Copy the stretch from the start of the items through the line that contains "left=21, top=61, right=65, bottom=93", renaming "figure" to "diagram" and leaving everything else unchanged. Do not include the pictures.

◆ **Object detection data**
>> Begin
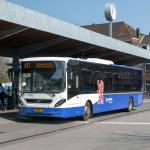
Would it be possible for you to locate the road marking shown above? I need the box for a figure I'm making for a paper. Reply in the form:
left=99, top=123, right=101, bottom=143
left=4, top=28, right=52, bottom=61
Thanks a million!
left=100, top=122, right=150, bottom=125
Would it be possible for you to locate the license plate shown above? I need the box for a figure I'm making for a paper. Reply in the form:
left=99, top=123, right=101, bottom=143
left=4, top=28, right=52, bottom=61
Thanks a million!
left=33, top=108, right=43, bottom=112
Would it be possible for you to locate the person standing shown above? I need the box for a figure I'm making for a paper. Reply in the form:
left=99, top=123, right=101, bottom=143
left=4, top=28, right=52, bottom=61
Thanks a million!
left=0, top=83, right=6, bottom=111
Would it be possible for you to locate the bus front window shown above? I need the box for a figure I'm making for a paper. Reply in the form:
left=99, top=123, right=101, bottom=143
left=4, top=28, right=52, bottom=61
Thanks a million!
left=22, top=61, right=65, bottom=93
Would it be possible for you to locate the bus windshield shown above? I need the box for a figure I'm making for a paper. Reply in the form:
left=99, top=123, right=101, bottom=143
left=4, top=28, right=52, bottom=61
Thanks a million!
left=21, top=61, right=65, bottom=93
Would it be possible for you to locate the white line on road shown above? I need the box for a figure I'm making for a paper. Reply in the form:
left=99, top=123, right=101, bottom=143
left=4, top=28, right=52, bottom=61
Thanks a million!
left=100, top=122, right=150, bottom=125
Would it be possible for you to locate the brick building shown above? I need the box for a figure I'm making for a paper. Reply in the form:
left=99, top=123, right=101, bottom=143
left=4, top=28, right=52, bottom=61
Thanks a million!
left=83, top=22, right=150, bottom=95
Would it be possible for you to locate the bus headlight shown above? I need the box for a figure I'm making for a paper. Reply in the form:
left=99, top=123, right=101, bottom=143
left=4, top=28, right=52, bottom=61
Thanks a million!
left=18, top=99, right=23, bottom=105
left=54, top=99, right=66, bottom=107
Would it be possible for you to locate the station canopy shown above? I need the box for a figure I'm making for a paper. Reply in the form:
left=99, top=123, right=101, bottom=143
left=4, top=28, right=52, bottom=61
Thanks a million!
left=0, top=0, right=150, bottom=65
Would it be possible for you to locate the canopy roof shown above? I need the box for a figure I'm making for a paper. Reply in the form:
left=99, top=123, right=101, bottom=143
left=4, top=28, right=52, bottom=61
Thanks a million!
left=0, top=0, right=150, bottom=65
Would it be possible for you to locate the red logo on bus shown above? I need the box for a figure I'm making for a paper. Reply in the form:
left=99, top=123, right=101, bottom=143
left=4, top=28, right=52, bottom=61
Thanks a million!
left=97, top=80, right=104, bottom=104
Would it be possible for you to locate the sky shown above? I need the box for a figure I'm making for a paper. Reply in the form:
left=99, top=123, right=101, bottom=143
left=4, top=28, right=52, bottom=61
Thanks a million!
left=8, top=0, right=150, bottom=34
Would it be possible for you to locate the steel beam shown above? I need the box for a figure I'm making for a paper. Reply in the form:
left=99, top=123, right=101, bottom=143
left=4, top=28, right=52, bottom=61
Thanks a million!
left=0, top=26, right=28, bottom=40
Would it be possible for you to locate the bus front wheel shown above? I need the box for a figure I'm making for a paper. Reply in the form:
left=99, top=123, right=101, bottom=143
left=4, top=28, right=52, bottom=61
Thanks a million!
left=82, top=101, right=92, bottom=121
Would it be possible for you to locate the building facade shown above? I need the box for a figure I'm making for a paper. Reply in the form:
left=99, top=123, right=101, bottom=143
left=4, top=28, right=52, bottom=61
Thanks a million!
left=83, top=22, right=150, bottom=96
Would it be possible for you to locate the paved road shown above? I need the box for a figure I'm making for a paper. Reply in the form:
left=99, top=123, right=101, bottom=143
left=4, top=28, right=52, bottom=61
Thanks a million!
left=0, top=99, right=150, bottom=150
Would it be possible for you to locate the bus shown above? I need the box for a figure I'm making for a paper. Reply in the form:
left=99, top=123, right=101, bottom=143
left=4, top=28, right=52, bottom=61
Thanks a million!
left=18, top=57, right=143, bottom=120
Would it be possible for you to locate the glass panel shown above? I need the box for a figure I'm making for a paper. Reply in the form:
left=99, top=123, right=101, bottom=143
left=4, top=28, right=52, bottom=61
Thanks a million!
left=22, top=61, right=65, bottom=93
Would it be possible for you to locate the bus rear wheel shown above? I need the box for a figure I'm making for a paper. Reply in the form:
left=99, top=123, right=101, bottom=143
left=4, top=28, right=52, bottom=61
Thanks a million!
left=82, top=102, right=92, bottom=121
left=127, top=99, right=133, bottom=112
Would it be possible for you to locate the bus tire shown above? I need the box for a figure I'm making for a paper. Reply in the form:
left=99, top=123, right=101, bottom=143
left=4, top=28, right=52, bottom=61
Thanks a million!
left=82, top=101, right=92, bottom=121
left=127, top=98, right=133, bottom=112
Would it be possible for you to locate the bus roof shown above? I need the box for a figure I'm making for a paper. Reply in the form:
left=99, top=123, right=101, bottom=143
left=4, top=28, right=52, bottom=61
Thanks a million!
left=21, top=57, right=114, bottom=65
left=21, top=57, right=142, bottom=70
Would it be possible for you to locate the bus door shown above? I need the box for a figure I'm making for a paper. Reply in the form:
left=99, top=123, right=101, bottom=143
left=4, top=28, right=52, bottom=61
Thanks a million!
left=67, top=68, right=81, bottom=107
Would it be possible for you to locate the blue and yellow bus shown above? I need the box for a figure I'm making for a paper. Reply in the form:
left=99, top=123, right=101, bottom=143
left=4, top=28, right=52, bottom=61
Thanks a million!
left=19, top=57, right=143, bottom=120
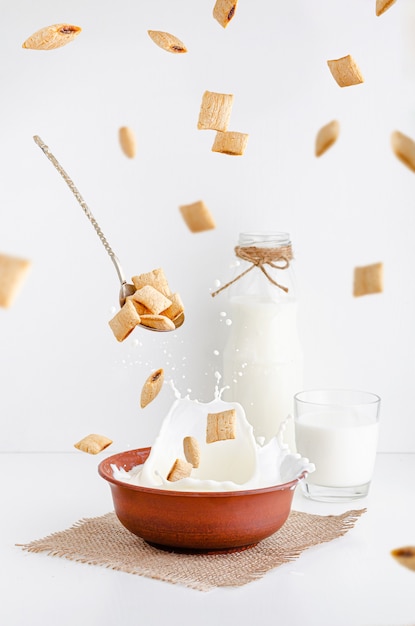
>> End
◆ **Output of the task**
Would it be possible for you to locate the road marking shown above? I need the box for a diagram I'm making for a paper. Reply in the form:
left=99, top=123, right=101, bottom=143
left=4, top=28, right=52, bottom=61
Thanks a million!
left=100, top=122, right=150, bottom=125
Would it be possible for you to locate the license plate shown above? I need the box for a diagram I'm making for a paper. Reply in the form:
left=99, top=123, right=101, bottom=143
left=4, top=28, right=52, bottom=61
Thanks a million!
left=33, top=108, right=43, bottom=112
Would it be possible for you to locate the person standing shown above? I need the box for a diagram I'm making for a paper. Reply in the form:
left=99, top=123, right=101, bottom=143
left=4, top=28, right=52, bottom=61
Thanks a million!
left=0, top=83, right=6, bottom=111
Would it be possible for you to locate the bus front window shown above? I need the box for a diagram I'm making for a paper. Reply in the form:
left=99, top=123, right=101, bottom=143
left=4, top=28, right=52, bottom=61
Thanks a million!
left=22, top=61, right=65, bottom=93
Would it be possible for you to locate the bus windshield shown above? I need the box for a diagram I'm making for a paper. Reply in the form:
left=99, top=123, right=101, bottom=143
left=4, top=28, right=52, bottom=61
Thanks a million!
left=21, top=61, right=65, bottom=93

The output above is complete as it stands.